#### Records for this task:
----------

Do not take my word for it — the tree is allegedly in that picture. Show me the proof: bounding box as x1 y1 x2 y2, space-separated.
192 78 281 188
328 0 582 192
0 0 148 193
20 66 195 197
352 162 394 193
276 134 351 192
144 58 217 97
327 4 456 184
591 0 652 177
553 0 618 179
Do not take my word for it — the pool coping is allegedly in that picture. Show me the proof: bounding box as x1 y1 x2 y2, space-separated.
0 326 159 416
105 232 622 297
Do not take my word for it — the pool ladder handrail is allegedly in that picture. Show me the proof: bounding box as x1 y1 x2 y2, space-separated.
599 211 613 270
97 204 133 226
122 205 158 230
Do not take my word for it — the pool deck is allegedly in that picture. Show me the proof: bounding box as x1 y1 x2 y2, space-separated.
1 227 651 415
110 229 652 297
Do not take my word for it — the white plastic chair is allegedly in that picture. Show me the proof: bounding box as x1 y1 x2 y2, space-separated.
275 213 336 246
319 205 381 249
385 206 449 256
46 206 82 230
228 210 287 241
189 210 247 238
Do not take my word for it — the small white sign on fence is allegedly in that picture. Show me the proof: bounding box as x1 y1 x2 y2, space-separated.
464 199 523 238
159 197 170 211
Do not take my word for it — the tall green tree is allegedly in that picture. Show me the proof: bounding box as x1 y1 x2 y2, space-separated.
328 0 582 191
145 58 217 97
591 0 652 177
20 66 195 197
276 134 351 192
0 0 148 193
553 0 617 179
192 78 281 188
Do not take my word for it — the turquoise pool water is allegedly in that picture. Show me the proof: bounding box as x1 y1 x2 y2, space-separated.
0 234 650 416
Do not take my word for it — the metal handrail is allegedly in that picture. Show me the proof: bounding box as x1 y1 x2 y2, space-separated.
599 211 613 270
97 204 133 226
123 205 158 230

----------

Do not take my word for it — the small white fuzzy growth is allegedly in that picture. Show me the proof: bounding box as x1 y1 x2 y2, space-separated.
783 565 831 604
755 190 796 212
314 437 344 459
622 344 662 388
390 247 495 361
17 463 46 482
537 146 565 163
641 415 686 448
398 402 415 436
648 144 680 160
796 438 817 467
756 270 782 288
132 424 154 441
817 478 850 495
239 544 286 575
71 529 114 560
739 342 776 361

----------

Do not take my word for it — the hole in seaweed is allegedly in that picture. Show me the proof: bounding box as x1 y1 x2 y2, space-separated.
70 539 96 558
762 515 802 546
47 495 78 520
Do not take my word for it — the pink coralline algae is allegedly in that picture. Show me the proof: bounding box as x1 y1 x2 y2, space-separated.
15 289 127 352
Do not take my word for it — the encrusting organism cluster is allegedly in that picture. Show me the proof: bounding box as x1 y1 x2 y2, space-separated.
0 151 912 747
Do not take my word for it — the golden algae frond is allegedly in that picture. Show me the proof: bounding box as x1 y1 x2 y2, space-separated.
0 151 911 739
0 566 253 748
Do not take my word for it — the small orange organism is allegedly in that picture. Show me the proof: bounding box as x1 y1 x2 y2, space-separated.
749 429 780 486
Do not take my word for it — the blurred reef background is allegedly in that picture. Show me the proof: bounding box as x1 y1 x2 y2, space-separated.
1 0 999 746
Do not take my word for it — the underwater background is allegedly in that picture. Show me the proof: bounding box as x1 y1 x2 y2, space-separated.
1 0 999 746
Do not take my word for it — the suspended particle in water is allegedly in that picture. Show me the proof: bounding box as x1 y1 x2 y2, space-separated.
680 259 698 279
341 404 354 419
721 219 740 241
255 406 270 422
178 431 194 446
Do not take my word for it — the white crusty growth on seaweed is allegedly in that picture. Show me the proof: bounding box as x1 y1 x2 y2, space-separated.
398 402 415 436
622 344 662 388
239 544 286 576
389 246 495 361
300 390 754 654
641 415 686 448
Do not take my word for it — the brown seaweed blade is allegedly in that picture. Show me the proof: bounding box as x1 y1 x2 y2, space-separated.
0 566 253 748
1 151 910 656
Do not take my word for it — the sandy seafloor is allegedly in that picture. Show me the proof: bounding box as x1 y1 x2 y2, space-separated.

----------

#### Work to be completed:
Look through the entries above and quote exactly the lines from the line with "Do not take my word for it — the blurred" to the line with "Do not take my word for it — the sandy", counting both of those lines.

#### Finished exercise:
Do not take my word for it — the blurred reef background is allegedly in that picture. Show me the proof: bounding box as x1 y1 x2 y2, space-separated.
1 0 999 746
Do not take my word for it — the underwater background is allegedly in that picture. Show me the proof: bounding box as x1 y1 x2 y2, space-separated.
1 0 999 746
Do not take my word for it — the suspended particle in water is allegedly in that picture. Show me the proof: bounding box as x1 y1 x2 y2, space-separated.
680 259 698 279
341 404 354 419
721 219 740 241
255 406 270 422
178 431 194 446
Do not take my word for it — the white crusty growth on seaweed is allegedly in that picture. Show me the proof: bounding box as x1 y1 x2 y2, space-separated.
398 402 415 436
622 344 662 388
239 544 286 576
389 246 495 361
300 390 754 654
641 415 686 448
Do not take my word for it — the brown seaweed blade is allegedly in that picture. Show me the proof: bounding box as x1 y1 x2 y2, space-separated.
0 566 253 748
1 151 910 656
Do not take my word for it — the sandy seafloor is allegedly in that picture. Show me the proof: bounding box as x1 y1 x2 y2, space-separated.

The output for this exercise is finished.